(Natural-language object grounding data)
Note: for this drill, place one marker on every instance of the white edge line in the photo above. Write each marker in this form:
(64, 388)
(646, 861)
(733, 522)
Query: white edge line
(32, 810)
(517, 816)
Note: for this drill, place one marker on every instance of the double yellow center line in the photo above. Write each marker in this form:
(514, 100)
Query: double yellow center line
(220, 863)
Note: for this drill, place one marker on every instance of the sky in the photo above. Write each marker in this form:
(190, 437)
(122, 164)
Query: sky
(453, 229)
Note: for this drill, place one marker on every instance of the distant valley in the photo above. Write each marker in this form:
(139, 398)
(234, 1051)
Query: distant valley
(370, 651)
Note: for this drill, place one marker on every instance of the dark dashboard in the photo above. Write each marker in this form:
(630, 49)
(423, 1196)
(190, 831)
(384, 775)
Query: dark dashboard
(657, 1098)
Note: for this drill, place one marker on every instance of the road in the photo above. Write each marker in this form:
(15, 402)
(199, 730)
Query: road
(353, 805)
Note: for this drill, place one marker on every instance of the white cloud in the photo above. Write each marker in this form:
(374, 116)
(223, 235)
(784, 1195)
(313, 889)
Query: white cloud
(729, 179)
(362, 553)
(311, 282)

* PROBLEM TO WORK ON: Each line from the one containing "(234, 1051)" to the final line above should be written out exactly; please omit the others.

* TASK ANSWER:
(234, 1051)
Query: distant valley
(370, 651)
Note: for this drill, place one marker on every instance of the dark dashboard in the photo above. Write each marker in this form:
(630, 49)
(423, 1196)
(190, 831)
(384, 775)
Query: dark dashboard
(657, 1098)
Note: for this drill, place one marker on every instance of the road in the photo above. Write each marker in this form:
(15, 402)
(199, 730)
Query: road
(353, 805)
Note: for this drill, place one marker on every instance of the white cloud in the photo above. Write each marker in this form:
(374, 116)
(223, 235)
(784, 1195)
(313, 889)
Query: white cloud
(729, 179)
(362, 553)
(311, 282)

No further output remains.